Items from a data source:
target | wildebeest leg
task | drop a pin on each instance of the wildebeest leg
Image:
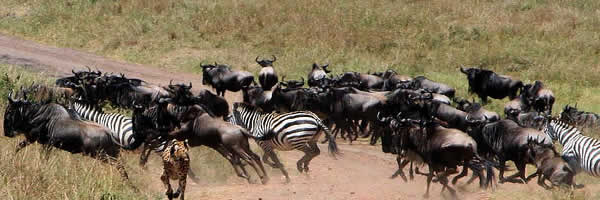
(243, 152)
(279, 164)
(165, 179)
(443, 178)
(429, 178)
(230, 157)
(22, 145)
(400, 171)
(462, 174)
(501, 169)
(520, 173)
(410, 171)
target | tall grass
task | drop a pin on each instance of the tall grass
(557, 42)
(30, 174)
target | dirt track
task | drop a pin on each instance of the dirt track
(361, 173)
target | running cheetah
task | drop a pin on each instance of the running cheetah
(176, 162)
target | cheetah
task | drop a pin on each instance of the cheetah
(176, 163)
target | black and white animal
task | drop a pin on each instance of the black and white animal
(267, 77)
(298, 130)
(486, 83)
(580, 151)
(222, 78)
(52, 125)
(581, 119)
(121, 126)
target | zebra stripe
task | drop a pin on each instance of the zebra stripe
(284, 132)
(583, 150)
(121, 126)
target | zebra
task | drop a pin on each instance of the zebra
(121, 126)
(580, 151)
(298, 130)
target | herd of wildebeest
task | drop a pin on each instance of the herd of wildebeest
(419, 120)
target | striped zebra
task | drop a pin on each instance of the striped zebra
(121, 126)
(580, 151)
(298, 130)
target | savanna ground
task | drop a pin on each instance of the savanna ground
(557, 42)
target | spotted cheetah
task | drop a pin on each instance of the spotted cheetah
(176, 163)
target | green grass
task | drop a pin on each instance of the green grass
(28, 175)
(557, 42)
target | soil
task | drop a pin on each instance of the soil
(362, 172)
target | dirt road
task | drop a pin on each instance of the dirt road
(361, 173)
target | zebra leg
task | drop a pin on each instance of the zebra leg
(311, 152)
(279, 164)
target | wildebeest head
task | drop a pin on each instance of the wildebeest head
(265, 62)
(569, 113)
(14, 116)
(471, 73)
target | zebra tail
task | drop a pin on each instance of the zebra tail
(333, 150)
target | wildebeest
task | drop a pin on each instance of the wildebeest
(267, 77)
(231, 141)
(217, 105)
(222, 78)
(442, 149)
(391, 79)
(541, 98)
(509, 141)
(581, 119)
(515, 106)
(421, 82)
(318, 75)
(550, 166)
(292, 83)
(365, 81)
(53, 126)
(486, 83)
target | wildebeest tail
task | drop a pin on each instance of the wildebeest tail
(333, 150)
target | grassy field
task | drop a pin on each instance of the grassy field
(557, 42)
(28, 175)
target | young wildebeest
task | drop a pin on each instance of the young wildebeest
(550, 166)
(292, 83)
(486, 83)
(267, 76)
(222, 78)
(52, 125)
(231, 141)
(508, 141)
(318, 75)
(391, 79)
(442, 149)
(366, 81)
(541, 98)
(514, 107)
(421, 82)
(581, 119)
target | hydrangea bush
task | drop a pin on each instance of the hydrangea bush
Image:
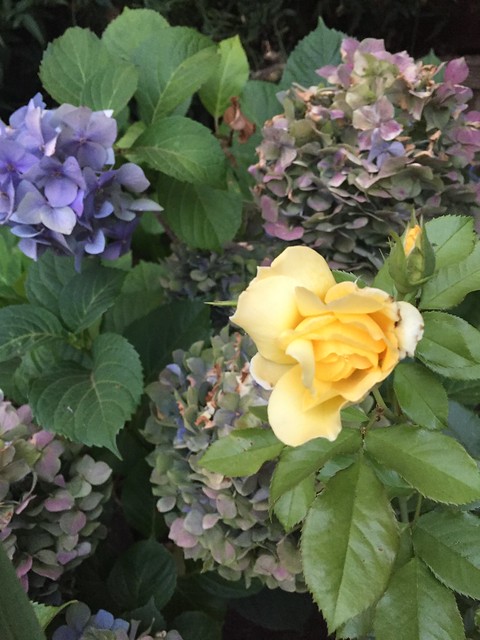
(52, 495)
(202, 397)
(349, 159)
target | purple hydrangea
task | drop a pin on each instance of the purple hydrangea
(58, 187)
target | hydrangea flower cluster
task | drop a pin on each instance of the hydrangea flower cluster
(345, 164)
(51, 500)
(80, 624)
(57, 185)
(222, 521)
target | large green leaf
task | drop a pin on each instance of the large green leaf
(321, 47)
(183, 149)
(88, 295)
(200, 216)
(450, 346)
(349, 540)
(452, 238)
(421, 395)
(434, 464)
(17, 617)
(23, 327)
(228, 78)
(91, 405)
(130, 29)
(188, 59)
(298, 463)
(144, 571)
(447, 541)
(417, 607)
(449, 286)
(242, 452)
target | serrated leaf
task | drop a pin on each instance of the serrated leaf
(228, 78)
(91, 405)
(292, 506)
(188, 60)
(23, 327)
(449, 286)
(434, 464)
(17, 617)
(242, 452)
(447, 542)
(88, 295)
(319, 48)
(297, 463)
(421, 395)
(144, 571)
(417, 607)
(450, 346)
(183, 149)
(70, 61)
(132, 27)
(349, 540)
(200, 216)
(172, 326)
(452, 238)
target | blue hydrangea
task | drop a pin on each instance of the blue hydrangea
(58, 187)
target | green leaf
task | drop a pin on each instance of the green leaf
(172, 326)
(88, 295)
(91, 406)
(130, 29)
(298, 463)
(183, 149)
(447, 542)
(452, 238)
(434, 464)
(417, 607)
(319, 48)
(228, 79)
(23, 327)
(144, 571)
(421, 395)
(200, 216)
(188, 59)
(292, 506)
(450, 346)
(349, 540)
(242, 452)
(449, 286)
(17, 617)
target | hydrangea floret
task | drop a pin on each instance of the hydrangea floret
(51, 500)
(58, 187)
(345, 164)
(224, 522)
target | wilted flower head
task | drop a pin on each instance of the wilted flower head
(222, 521)
(57, 185)
(345, 164)
(51, 500)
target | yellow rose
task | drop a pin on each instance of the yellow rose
(321, 345)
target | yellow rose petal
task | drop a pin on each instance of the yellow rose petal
(294, 426)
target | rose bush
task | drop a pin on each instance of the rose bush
(321, 345)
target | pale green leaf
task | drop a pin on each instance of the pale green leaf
(417, 607)
(228, 79)
(434, 464)
(349, 540)
(447, 541)
(199, 215)
(242, 452)
(421, 395)
(91, 405)
(183, 149)
(452, 239)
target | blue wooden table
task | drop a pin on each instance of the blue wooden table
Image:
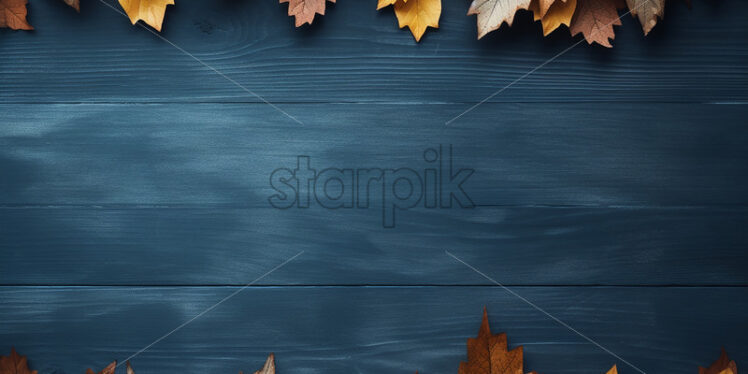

**Exercise requirements**
Your task is to retype all the entries exactly and leave out any pictures.

**Solution to the problem**
target | wildebeest leg
task | drop a pin on each instance of the wildebeest leg
Image:
(243, 152)
(279, 164)
(165, 179)
(443, 178)
(429, 178)
(230, 157)
(22, 145)
(400, 171)
(462, 174)
(501, 169)
(520, 173)
(410, 171)
target | tall grass
task | drop a pin on each instance of the tall grass
(557, 42)
(30, 174)
target | dirt track
task | drop a pin on each instance of the dirt track
(361, 173)
target | running cheetah
task | drop a pin on each instance of the running cheetah
(176, 162)
target | cheetah
task | drop a pin on each instance of the cheetah
(176, 163)
target | black and white animal
task | drop a pin on each instance of the black and white animal
(267, 77)
(298, 130)
(486, 83)
(580, 151)
(222, 78)
(52, 125)
(581, 119)
(121, 126)
target | zebra stripe
task | drop a pin on each instance of the zebra stripe
(284, 132)
(583, 150)
(121, 126)
target | zebra
task | drop a pin on each instance of the zebra
(121, 126)
(580, 151)
(298, 130)
target | herd of wildebeest
task | drop a pin on each instance of the herd of wildebeest
(419, 120)
target | striped zebra
task | drop a pin on each instance of the striped zebra
(121, 126)
(580, 151)
(298, 130)
target | savanna ground
task | drop a pin on each instance of the savanna ground
(557, 42)
target | spotted cheetah
task | drop a pin on each instance of the spotted cheetah
(176, 163)
target | green grass
task | drop a pin on each instance of the green grass
(28, 175)
(557, 42)
target | soil
task | drop a pin on each instance of the soil
(362, 172)
target | dirt road
task | drop a pin on each instance of the dirt road
(361, 173)
target | zebra leg
task | drop a pin on each instance of the zebra leg
(311, 152)
(279, 164)
target | wildebeest head
task | drop a pin on each instance of the wildebeest head
(265, 62)
(569, 113)
(14, 116)
(471, 73)
target | zebra tail
task | drop a pin on each instance of the zebra tail
(333, 150)
target | wildebeest
task | drop a pin on each instance of the wildebeest
(267, 77)
(231, 141)
(217, 105)
(222, 78)
(442, 149)
(391, 79)
(541, 98)
(509, 141)
(581, 119)
(515, 106)
(421, 82)
(318, 75)
(550, 166)
(292, 83)
(365, 81)
(53, 126)
(486, 83)
target | wildebeest tail
task | drop a pin on each instance of the wildebeest tail
(333, 150)
target | grassy field
task | drop a pin on each instance of the grassy field
(557, 42)
(28, 175)
target | young wildebeest
task | drop a pin on each instance of the young wildebeest
(550, 166)
(292, 83)
(486, 83)
(267, 76)
(222, 78)
(52, 125)
(231, 141)
(508, 141)
(318, 75)
(391, 79)
(442, 149)
(366, 81)
(541, 98)
(514, 107)
(421, 82)
(581, 119)
target | hydrangea bush
task | drop a pin on each instance of the hydrangea bush
Image:
(52, 495)
(202, 397)
(349, 159)
target | purple hydrangea
task | drop a pin on each instance of the purple hydrangea
(58, 187)
target | hydrangea flower cluster
task | drop a pin on each instance of the hydrangea flower cluster
(345, 164)
(51, 500)
(80, 624)
(57, 185)
(222, 521)
target | large green leaf
task | drop a pin on each instance of the large green leaf
(321, 47)
(183, 149)
(88, 295)
(200, 216)
(450, 346)
(349, 540)
(452, 238)
(421, 395)
(434, 464)
(17, 617)
(23, 327)
(228, 78)
(91, 405)
(130, 29)
(188, 59)
(298, 463)
(144, 571)
(447, 541)
(417, 607)
(449, 286)
(242, 452)
target | serrated leaf
task | drop a pin on each instance of the serrated leaf
(228, 78)
(91, 405)
(292, 506)
(188, 60)
(23, 327)
(449, 286)
(434, 464)
(17, 617)
(242, 452)
(447, 542)
(88, 295)
(319, 48)
(297, 463)
(421, 395)
(144, 571)
(417, 607)
(450, 346)
(183, 149)
(70, 61)
(132, 27)
(349, 540)
(200, 216)
(172, 326)
(452, 238)
target | blue hydrangea
task | drop a pin on each instance of the blue hydrangea
(58, 187)
target | green leaf
task | drop a pin on each instance of the green leaf
(172, 326)
(88, 295)
(91, 406)
(130, 29)
(298, 463)
(183, 149)
(447, 542)
(452, 238)
(434, 464)
(417, 607)
(319, 48)
(228, 79)
(23, 327)
(144, 571)
(421, 395)
(200, 216)
(188, 59)
(292, 506)
(450, 346)
(349, 540)
(242, 452)
(449, 286)
(17, 617)
target | hydrangea floret
task | drop a pin on each instance of the hydrangea floret
(51, 500)
(58, 187)
(345, 164)
(224, 522)
target | wilted flower head
task | drop a pin on each instance of the wilted flower head
(222, 521)
(57, 185)
(345, 164)
(51, 500)
target | yellow rose
task | drop a pin on each instance of the yellow rose
(321, 345)
target | yellow rose petal
task | drop a pin on each instance of the yellow rose petal
(294, 426)
target | rose bush
task | drop a pin on each instance of the rose bush
(321, 345)
target | pale green leaf
task | drop a pin on each instance of the pale green leaf
(417, 607)
(228, 79)
(434, 464)
(349, 540)
(447, 541)
(199, 215)
(242, 452)
(421, 395)
(91, 405)
(183, 149)
(452, 239)
target | blue wooden table
task | drop a pin on each instance of the blue wooden table
Image:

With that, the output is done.